§ **Assigned task**: Instruction for the entries that follow: retype exactly the lines from the line with "Please pick out the paved" to the line with "Please pick out the cypress", both included, and omit all others.

Records from a dataset
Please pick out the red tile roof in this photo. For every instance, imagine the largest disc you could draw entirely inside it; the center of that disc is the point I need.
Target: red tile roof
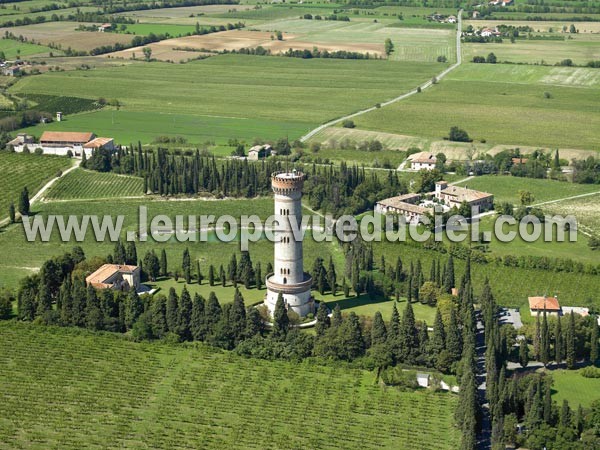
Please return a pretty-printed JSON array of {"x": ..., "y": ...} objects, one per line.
[
  {"x": 541, "y": 303},
  {"x": 66, "y": 136}
]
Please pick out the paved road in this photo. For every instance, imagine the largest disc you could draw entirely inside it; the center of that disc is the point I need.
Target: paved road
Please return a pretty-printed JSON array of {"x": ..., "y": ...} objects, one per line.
[{"x": 401, "y": 97}]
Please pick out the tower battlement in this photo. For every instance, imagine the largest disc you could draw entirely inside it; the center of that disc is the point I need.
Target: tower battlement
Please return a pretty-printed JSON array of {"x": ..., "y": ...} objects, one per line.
[
  {"x": 288, "y": 278},
  {"x": 285, "y": 182}
]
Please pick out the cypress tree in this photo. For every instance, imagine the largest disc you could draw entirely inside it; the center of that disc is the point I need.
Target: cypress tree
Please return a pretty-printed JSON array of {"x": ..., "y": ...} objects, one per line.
[
  {"x": 164, "y": 270},
  {"x": 281, "y": 321},
  {"x": 186, "y": 266},
  {"x": 172, "y": 311},
  {"x": 258, "y": 272},
  {"x": 523, "y": 353},
  {"x": 12, "y": 213},
  {"x": 453, "y": 337},
  {"x": 222, "y": 276},
  {"x": 237, "y": 316},
  {"x": 211, "y": 275},
  {"x": 254, "y": 323},
  {"x": 594, "y": 341},
  {"x": 323, "y": 321},
  {"x": 133, "y": 308},
  {"x": 24, "y": 206},
  {"x": 158, "y": 312},
  {"x": 131, "y": 253},
  {"x": 197, "y": 322},
  {"x": 438, "y": 342},
  {"x": 184, "y": 315},
  {"x": 571, "y": 342},
  {"x": 449, "y": 279},
  {"x": 336, "y": 317},
  {"x": 378, "y": 330},
  {"x": 545, "y": 341},
  {"x": 213, "y": 313},
  {"x": 558, "y": 341},
  {"x": 199, "y": 272}
]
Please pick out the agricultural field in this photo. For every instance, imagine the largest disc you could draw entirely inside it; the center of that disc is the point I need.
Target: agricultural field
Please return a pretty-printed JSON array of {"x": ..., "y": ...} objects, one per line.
[
  {"x": 585, "y": 209},
  {"x": 231, "y": 90},
  {"x": 21, "y": 170},
  {"x": 506, "y": 188},
  {"x": 581, "y": 49},
  {"x": 63, "y": 36},
  {"x": 83, "y": 184},
  {"x": 12, "y": 49},
  {"x": 572, "y": 386},
  {"x": 108, "y": 389},
  {"x": 522, "y": 112}
]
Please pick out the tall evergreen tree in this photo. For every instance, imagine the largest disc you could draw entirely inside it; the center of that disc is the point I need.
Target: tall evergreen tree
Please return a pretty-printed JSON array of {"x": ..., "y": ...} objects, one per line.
[
  {"x": 594, "y": 341},
  {"x": 570, "y": 338},
  {"x": 558, "y": 341},
  {"x": 186, "y": 266},
  {"x": 164, "y": 269},
  {"x": 184, "y": 315},
  {"x": 237, "y": 316},
  {"x": 133, "y": 308},
  {"x": 449, "y": 279},
  {"x": 198, "y": 321},
  {"x": 378, "y": 330},
  {"x": 172, "y": 310},
  {"x": 323, "y": 322},
  {"x": 24, "y": 206},
  {"x": 281, "y": 321}
]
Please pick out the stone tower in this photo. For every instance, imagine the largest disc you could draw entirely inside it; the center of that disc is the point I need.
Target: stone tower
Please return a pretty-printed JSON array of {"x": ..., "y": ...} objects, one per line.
[{"x": 289, "y": 277}]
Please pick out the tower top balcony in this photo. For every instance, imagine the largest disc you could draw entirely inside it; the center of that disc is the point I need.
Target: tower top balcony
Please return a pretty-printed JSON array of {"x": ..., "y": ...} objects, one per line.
[{"x": 287, "y": 182}]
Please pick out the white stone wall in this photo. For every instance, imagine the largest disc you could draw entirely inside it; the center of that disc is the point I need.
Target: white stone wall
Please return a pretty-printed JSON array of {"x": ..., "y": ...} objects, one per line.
[{"x": 288, "y": 253}]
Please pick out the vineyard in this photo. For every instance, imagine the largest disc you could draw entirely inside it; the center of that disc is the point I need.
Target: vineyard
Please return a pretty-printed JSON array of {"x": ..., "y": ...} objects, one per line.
[
  {"x": 83, "y": 184},
  {"x": 66, "y": 388},
  {"x": 22, "y": 170}
]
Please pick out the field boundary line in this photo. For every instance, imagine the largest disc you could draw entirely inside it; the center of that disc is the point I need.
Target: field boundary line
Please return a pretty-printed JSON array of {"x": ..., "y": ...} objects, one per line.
[
  {"x": 424, "y": 86},
  {"x": 44, "y": 188},
  {"x": 567, "y": 198}
]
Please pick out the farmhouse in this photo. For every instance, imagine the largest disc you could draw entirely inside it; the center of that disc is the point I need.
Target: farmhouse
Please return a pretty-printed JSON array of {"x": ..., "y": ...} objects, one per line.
[
  {"x": 62, "y": 142},
  {"x": 541, "y": 304},
  {"x": 423, "y": 161},
  {"x": 115, "y": 276},
  {"x": 260, "y": 152},
  {"x": 405, "y": 205},
  {"x": 455, "y": 195}
]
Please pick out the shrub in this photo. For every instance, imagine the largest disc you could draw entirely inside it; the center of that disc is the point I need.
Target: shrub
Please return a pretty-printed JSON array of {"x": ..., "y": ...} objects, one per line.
[{"x": 458, "y": 135}]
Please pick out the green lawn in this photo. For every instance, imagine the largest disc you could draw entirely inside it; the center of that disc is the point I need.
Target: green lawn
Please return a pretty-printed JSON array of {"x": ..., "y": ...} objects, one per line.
[
  {"x": 84, "y": 184},
  {"x": 501, "y": 105},
  {"x": 22, "y": 170},
  {"x": 12, "y": 48},
  {"x": 570, "y": 385},
  {"x": 232, "y": 91},
  {"x": 506, "y": 188},
  {"x": 71, "y": 389}
]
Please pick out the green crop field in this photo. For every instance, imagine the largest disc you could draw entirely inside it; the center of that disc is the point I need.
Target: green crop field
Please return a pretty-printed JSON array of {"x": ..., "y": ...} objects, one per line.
[
  {"x": 72, "y": 389},
  {"x": 12, "y": 48},
  {"x": 580, "y": 49},
  {"x": 503, "y": 105},
  {"x": 572, "y": 386},
  {"x": 506, "y": 188},
  {"x": 83, "y": 184},
  {"x": 230, "y": 89},
  {"x": 585, "y": 209},
  {"x": 145, "y": 29},
  {"x": 21, "y": 170},
  {"x": 410, "y": 44}
]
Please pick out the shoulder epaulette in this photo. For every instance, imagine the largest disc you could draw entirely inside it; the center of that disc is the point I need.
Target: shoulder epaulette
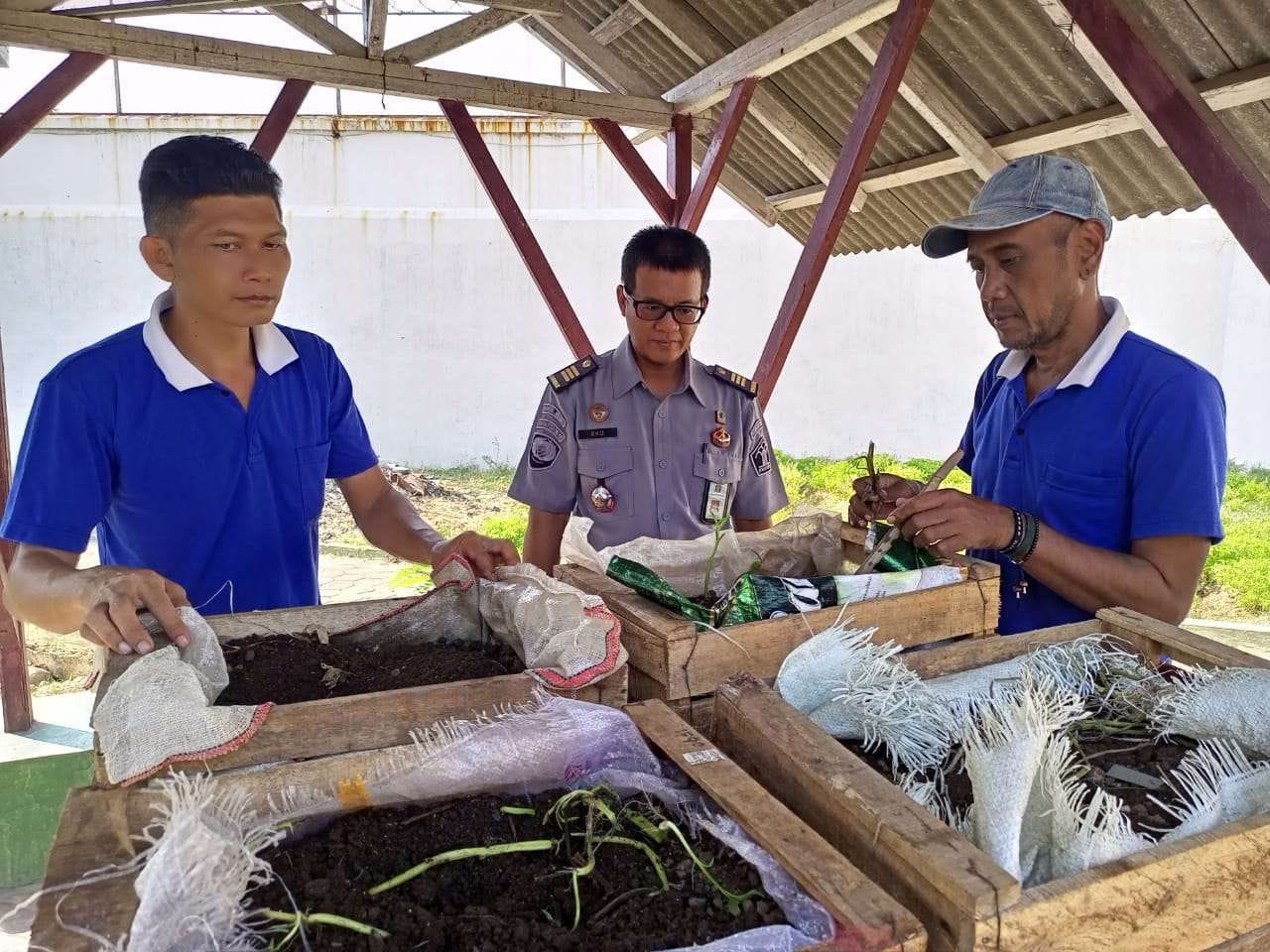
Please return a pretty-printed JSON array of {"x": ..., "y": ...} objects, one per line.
[
  {"x": 743, "y": 384},
  {"x": 571, "y": 375}
]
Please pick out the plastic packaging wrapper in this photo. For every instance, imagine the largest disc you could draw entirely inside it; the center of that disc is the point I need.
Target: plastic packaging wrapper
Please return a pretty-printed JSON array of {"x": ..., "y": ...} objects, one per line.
[
  {"x": 559, "y": 743},
  {"x": 758, "y": 597},
  {"x": 162, "y": 707},
  {"x": 799, "y": 546}
]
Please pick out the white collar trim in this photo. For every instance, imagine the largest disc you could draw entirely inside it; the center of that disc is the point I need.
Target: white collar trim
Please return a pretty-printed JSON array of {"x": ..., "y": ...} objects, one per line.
[
  {"x": 1091, "y": 362},
  {"x": 272, "y": 349}
]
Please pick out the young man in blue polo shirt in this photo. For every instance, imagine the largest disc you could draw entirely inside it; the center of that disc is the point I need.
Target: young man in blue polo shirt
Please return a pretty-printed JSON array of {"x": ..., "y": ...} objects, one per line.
[
  {"x": 1097, "y": 457},
  {"x": 198, "y": 443}
]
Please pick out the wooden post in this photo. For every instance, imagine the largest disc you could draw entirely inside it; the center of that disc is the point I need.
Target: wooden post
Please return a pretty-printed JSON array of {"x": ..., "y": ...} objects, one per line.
[
  {"x": 629, "y": 158},
  {"x": 679, "y": 162},
  {"x": 14, "y": 689},
  {"x": 517, "y": 226},
  {"x": 906, "y": 27},
  {"x": 1206, "y": 149},
  {"x": 268, "y": 137},
  {"x": 715, "y": 158},
  {"x": 45, "y": 95}
]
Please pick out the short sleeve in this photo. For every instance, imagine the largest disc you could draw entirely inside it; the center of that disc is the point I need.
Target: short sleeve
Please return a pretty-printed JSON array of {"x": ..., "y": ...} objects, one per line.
[
  {"x": 350, "y": 451},
  {"x": 1178, "y": 460},
  {"x": 761, "y": 490},
  {"x": 63, "y": 484},
  {"x": 548, "y": 475}
]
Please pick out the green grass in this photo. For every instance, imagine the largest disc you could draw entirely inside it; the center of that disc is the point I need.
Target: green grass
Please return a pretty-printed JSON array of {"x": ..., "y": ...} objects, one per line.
[{"x": 1237, "y": 571}]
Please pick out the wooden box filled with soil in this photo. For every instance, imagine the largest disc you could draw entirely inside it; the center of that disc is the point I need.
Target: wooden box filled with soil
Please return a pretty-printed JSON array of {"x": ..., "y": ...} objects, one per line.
[
  {"x": 340, "y": 679},
  {"x": 675, "y": 660},
  {"x": 1210, "y": 890},
  {"x": 585, "y": 870}
]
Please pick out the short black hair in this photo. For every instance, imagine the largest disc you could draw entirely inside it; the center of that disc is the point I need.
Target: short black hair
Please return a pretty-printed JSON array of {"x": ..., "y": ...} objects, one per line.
[
  {"x": 668, "y": 249},
  {"x": 190, "y": 168}
]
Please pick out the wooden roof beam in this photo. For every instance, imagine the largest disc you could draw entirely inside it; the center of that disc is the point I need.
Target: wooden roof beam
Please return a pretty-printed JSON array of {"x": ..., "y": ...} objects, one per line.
[
  {"x": 1086, "y": 50},
  {"x": 802, "y": 35},
  {"x": 452, "y": 36},
  {"x": 318, "y": 30},
  {"x": 42, "y": 31},
  {"x": 616, "y": 23},
  {"x": 1224, "y": 91},
  {"x": 375, "y": 24},
  {"x": 924, "y": 90}
]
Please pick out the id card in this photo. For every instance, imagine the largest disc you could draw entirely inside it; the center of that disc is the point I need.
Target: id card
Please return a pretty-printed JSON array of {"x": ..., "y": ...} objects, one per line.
[{"x": 715, "y": 506}]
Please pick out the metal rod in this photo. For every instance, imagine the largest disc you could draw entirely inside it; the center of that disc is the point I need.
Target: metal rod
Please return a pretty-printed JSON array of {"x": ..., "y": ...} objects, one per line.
[
  {"x": 45, "y": 95},
  {"x": 629, "y": 158},
  {"x": 716, "y": 155},
  {"x": 906, "y": 27},
  {"x": 513, "y": 220},
  {"x": 284, "y": 112}
]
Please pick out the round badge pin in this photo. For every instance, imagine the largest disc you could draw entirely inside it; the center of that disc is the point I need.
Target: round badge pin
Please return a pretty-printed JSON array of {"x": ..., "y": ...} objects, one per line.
[{"x": 602, "y": 499}]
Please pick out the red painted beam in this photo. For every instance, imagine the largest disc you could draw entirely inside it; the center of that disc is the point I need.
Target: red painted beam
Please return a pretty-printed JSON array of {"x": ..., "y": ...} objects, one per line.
[
  {"x": 14, "y": 689},
  {"x": 284, "y": 112},
  {"x": 513, "y": 220},
  {"x": 679, "y": 162},
  {"x": 906, "y": 27},
  {"x": 1206, "y": 149},
  {"x": 629, "y": 158},
  {"x": 716, "y": 155},
  {"x": 45, "y": 95}
]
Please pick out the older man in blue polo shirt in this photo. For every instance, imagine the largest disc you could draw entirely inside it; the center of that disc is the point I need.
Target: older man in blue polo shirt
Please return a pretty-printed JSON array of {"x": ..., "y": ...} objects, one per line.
[
  {"x": 1097, "y": 457},
  {"x": 198, "y": 443}
]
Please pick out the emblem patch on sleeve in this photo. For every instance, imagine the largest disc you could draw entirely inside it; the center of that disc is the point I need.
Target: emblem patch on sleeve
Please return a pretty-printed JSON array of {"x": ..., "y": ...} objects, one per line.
[{"x": 760, "y": 448}]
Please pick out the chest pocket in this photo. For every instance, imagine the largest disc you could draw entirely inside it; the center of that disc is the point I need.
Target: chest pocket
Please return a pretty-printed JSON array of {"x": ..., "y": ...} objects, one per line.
[
  {"x": 717, "y": 466},
  {"x": 615, "y": 467},
  {"x": 1089, "y": 508}
]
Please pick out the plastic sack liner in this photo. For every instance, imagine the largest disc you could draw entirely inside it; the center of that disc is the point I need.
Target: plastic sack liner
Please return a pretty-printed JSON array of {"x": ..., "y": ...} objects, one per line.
[
  {"x": 802, "y": 544},
  {"x": 556, "y": 743},
  {"x": 160, "y": 710}
]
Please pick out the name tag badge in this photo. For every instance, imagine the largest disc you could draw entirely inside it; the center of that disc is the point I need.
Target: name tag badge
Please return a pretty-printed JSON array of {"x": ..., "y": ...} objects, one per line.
[{"x": 715, "y": 506}]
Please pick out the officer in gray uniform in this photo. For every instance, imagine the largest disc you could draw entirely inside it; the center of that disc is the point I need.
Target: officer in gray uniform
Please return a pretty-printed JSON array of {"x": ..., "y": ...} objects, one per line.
[{"x": 645, "y": 439}]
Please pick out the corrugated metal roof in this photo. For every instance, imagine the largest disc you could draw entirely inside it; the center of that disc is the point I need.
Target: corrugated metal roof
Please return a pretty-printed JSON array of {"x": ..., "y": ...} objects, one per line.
[{"x": 1005, "y": 63}]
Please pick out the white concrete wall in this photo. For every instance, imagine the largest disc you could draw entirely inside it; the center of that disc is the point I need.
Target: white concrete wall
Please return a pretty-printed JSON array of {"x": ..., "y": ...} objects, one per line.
[{"x": 400, "y": 262}]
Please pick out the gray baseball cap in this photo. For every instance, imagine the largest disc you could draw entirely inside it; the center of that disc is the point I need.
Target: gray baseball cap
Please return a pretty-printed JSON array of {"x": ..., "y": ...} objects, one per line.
[{"x": 1024, "y": 190}]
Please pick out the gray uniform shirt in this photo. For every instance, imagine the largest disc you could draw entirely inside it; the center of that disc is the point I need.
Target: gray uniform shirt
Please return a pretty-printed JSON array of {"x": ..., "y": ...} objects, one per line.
[{"x": 654, "y": 456}]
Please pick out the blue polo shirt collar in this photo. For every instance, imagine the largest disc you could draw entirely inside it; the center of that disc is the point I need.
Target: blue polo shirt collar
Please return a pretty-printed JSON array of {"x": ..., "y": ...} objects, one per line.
[
  {"x": 272, "y": 349},
  {"x": 626, "y": 375},
  {"x": 1093, "y": 359}
]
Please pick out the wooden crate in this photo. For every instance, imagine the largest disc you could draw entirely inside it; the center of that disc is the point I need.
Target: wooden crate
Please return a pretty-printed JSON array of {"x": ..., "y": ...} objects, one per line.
[
  {"x": 1196, "y": 893},
  {"x": 677, "y": 661},
  {"x": 96, "y": 826},
  {"x": 363, "y": 721}
]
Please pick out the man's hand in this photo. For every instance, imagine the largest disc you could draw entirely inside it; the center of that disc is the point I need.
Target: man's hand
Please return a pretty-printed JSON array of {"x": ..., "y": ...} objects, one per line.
[
  {"x": 112, "y": 597},
  {"x": 484, "y": 553},
  {"x": 869, "y": 504},
  {"x": 947, "y": 522}
]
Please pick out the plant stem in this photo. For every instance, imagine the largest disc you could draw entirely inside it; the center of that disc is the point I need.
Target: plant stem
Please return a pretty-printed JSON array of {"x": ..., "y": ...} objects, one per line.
[
  {"x": 296, "y": 919},
  {"x": 705, "y": 870},
  {"x": 531, "y": 846}
]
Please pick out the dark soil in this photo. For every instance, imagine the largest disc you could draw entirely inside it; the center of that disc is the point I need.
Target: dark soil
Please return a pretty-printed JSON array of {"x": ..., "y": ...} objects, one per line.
[
  {"x": 1155, "y": 758},
  {"x": 517, "y": 902},
  {"x": 291, "y": 667}
]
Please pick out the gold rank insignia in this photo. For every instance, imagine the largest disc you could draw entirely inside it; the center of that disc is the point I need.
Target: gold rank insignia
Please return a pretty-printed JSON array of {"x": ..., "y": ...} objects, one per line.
[
  {"x": 743, "y": 384},
  {"x": 571, "y": 375}
]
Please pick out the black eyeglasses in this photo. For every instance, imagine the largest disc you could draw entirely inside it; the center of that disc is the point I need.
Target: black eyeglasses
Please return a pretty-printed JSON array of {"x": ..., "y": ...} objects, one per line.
[{"x": 656, "y": 309}]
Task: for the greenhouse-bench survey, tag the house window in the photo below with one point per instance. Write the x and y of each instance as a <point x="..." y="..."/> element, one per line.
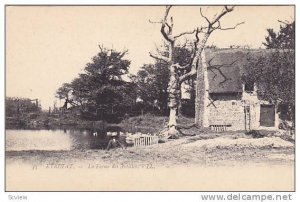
<point x="249" y="86"/>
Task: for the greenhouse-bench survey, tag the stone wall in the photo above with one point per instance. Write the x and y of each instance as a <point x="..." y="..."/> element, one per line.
<point x="227" y="109"/>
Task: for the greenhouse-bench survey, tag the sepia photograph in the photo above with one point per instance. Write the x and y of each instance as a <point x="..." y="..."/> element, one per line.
<point x="149" y="98"/>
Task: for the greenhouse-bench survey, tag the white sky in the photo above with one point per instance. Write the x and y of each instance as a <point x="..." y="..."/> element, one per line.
<point x="48" y="46"/>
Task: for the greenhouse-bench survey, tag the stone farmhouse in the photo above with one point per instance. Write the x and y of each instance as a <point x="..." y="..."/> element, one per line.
<point x="231" y="104"/>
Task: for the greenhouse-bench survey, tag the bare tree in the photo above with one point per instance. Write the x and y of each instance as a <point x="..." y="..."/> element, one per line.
<point x="197" y="67"/>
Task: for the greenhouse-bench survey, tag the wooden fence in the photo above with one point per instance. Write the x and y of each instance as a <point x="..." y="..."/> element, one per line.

§ **Answer area**:
Please pick out the paved road in this photo. For every instance, imagine the largest disc you could draw entirely inside it; the center of that disc is the point I need.
Target: paved road
Please return a pretty-printed JSON array of {"x": ..., "y": ...} objects, one per line.
[{"x": 401, "y": 97}]
Please pick out the tower battlement in this photo. For every instance, imagine the largest disc you could draw entirely inside it; the center of that disc is the point I need.
Target: tower battlement
Please return a pretty-printed JSON array of {"x": ..., "y": ...} objects, one per line.
[
  {"x": 288, "y": 278},
  {"x": 285, "y": 182}
]
Please pick out the cypress tree in this photo. For every instance, imagine the largest disc you could draw entirely inside it; the center of that disc is the point I need.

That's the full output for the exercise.